**Task statement**
All lines in the data that hold the word "shop" need copying.

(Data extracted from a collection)
_ _ _ _ _ _ _

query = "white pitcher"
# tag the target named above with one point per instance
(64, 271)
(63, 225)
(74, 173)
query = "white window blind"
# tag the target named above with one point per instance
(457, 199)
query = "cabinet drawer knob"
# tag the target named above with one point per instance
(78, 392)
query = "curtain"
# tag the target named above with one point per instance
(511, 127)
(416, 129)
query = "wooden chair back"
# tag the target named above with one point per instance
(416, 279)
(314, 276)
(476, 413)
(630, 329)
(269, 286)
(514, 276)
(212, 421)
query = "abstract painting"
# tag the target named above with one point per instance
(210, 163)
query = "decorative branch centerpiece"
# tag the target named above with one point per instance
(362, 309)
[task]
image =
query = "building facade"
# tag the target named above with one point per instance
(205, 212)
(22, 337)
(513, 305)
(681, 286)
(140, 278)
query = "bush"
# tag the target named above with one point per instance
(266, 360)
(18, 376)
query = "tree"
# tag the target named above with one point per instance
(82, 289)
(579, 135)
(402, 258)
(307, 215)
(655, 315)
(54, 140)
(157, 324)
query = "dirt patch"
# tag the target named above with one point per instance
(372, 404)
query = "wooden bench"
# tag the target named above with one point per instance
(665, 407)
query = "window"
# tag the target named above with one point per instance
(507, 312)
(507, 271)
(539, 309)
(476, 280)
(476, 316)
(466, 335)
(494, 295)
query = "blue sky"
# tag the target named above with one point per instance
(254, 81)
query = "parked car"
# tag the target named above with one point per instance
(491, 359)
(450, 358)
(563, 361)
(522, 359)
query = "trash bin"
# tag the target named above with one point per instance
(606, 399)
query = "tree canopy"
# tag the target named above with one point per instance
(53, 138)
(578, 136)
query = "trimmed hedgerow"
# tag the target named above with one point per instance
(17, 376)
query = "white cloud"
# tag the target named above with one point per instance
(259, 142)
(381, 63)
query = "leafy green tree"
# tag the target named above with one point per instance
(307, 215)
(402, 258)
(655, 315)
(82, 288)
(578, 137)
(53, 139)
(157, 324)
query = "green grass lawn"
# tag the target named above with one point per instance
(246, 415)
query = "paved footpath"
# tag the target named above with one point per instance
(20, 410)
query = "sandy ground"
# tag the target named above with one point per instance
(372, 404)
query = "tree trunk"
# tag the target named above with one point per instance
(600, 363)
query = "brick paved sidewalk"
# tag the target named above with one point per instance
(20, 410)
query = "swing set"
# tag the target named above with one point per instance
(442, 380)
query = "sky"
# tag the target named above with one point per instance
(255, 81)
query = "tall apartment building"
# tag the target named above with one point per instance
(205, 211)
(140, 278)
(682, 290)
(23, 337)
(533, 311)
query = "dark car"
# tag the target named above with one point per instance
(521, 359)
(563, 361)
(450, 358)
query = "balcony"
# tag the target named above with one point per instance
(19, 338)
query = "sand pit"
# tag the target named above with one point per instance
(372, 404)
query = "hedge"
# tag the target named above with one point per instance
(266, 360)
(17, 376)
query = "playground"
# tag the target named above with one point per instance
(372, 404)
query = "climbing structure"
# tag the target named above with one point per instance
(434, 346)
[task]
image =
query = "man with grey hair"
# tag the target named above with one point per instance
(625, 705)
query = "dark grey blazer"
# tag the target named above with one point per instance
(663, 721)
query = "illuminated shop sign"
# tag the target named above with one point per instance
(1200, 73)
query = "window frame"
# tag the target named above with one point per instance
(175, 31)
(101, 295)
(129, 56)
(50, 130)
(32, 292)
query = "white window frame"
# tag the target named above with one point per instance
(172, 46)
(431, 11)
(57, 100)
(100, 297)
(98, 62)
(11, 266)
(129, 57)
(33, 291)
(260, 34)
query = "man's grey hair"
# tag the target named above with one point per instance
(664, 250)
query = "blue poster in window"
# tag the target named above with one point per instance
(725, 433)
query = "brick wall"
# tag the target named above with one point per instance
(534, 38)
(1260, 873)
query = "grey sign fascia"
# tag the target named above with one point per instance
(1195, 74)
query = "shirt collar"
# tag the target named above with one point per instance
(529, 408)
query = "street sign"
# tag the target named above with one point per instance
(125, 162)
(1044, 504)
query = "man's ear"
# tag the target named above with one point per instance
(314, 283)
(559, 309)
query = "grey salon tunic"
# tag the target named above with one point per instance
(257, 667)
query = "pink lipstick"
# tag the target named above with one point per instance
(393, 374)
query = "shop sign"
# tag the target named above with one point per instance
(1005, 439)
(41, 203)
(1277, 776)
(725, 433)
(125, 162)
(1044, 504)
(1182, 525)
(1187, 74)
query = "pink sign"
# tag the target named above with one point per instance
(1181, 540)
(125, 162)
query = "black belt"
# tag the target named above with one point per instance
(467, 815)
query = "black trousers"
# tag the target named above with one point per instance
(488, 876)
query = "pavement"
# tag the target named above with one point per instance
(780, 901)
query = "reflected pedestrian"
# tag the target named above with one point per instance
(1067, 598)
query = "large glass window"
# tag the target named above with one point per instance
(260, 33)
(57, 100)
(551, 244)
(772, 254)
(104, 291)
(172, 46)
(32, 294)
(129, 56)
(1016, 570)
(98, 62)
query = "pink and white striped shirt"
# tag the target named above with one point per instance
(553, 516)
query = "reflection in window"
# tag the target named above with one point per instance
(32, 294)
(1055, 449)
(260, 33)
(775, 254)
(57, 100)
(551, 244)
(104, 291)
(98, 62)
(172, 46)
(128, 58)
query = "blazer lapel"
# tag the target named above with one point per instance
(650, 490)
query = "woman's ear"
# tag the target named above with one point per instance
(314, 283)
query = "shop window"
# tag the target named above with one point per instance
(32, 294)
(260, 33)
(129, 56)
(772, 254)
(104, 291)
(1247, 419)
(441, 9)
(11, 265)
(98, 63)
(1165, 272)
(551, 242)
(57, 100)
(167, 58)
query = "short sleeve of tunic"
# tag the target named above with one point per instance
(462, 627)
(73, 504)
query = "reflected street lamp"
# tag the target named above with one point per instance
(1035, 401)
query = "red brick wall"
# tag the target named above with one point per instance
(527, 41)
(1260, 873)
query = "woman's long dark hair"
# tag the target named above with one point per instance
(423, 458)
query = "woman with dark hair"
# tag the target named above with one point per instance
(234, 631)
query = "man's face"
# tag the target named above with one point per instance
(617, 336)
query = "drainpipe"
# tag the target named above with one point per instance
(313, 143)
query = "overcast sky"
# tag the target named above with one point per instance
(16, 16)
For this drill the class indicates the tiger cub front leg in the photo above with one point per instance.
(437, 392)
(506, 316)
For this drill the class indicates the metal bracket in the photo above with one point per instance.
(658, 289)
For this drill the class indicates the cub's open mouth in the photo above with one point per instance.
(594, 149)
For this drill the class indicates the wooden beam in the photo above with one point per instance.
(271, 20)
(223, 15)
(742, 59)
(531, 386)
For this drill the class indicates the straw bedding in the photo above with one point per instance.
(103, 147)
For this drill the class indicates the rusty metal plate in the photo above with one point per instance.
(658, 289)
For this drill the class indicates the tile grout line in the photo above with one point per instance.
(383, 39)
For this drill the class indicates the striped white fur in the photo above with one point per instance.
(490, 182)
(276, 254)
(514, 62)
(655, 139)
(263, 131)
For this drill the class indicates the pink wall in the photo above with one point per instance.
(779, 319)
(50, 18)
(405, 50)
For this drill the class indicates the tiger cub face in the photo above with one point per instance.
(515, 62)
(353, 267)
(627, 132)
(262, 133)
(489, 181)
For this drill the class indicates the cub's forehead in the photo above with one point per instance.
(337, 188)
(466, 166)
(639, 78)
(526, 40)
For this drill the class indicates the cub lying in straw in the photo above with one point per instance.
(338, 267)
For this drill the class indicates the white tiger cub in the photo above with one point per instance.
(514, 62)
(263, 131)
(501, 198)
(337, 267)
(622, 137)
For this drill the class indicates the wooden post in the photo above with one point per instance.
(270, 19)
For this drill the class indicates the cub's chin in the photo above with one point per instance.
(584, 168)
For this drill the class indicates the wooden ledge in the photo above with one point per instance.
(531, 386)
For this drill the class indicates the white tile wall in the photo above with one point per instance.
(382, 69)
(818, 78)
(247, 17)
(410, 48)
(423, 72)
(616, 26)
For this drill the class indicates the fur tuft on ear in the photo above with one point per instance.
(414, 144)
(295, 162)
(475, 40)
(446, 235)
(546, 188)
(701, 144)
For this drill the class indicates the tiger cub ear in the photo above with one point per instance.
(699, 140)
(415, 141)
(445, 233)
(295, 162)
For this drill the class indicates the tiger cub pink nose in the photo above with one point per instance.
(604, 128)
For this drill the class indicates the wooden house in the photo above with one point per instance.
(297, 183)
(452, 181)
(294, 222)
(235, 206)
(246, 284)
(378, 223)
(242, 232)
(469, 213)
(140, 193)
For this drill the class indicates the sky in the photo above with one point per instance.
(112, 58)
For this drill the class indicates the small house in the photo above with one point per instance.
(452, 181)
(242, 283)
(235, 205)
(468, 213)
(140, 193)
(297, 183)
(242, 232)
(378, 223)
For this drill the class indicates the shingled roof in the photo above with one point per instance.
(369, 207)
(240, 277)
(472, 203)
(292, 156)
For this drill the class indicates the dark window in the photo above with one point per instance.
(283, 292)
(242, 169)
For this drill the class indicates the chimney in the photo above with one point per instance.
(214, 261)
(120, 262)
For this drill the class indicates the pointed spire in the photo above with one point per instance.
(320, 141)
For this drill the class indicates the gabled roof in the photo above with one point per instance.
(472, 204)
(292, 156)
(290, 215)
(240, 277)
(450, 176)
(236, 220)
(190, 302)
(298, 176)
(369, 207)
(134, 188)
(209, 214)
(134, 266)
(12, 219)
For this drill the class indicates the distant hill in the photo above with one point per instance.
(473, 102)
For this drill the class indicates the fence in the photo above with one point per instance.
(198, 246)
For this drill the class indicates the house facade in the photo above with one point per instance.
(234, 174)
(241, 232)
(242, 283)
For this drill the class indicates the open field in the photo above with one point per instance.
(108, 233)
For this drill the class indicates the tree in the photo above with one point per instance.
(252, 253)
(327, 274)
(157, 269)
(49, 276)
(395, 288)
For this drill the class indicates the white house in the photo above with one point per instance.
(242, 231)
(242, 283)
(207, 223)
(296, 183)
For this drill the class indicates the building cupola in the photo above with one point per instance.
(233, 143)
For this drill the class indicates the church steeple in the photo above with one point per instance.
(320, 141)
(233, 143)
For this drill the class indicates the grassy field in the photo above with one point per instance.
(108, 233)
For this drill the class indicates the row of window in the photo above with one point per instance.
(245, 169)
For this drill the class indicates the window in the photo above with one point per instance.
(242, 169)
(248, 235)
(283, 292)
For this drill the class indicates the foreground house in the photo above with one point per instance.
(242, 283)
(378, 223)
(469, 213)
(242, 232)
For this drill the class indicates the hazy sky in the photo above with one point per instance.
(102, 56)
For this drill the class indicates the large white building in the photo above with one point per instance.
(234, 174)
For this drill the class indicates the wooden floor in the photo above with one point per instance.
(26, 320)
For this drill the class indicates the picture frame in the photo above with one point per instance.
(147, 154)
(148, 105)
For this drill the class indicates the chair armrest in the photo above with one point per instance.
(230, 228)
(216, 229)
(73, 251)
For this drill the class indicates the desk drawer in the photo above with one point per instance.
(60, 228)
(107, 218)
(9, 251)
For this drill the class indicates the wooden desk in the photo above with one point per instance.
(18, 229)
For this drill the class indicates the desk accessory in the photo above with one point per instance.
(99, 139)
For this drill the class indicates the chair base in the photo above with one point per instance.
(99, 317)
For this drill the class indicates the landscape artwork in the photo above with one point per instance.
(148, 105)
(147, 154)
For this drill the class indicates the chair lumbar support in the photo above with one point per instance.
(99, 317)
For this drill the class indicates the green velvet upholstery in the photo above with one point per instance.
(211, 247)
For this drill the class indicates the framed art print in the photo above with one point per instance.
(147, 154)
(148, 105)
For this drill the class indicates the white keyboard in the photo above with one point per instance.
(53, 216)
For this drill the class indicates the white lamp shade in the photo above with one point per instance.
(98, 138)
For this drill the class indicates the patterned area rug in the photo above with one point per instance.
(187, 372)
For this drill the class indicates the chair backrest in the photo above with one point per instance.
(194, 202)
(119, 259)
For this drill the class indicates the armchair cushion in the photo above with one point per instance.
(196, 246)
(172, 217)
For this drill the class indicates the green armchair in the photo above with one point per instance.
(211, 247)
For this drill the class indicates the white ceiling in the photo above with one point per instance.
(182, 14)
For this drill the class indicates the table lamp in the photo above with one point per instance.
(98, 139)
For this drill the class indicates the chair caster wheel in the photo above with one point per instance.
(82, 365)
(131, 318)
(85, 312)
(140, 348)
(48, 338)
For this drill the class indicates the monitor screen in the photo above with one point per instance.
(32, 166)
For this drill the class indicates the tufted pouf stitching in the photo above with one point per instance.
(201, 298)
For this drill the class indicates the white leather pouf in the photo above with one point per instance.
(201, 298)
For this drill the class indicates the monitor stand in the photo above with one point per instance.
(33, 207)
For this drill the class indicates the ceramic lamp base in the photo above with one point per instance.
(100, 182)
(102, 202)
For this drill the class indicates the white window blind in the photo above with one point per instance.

_ _ _ _ _ _ _

**Output for this task**
query = "illuminated shop sign"
query = "shop sign"
query = "shop window"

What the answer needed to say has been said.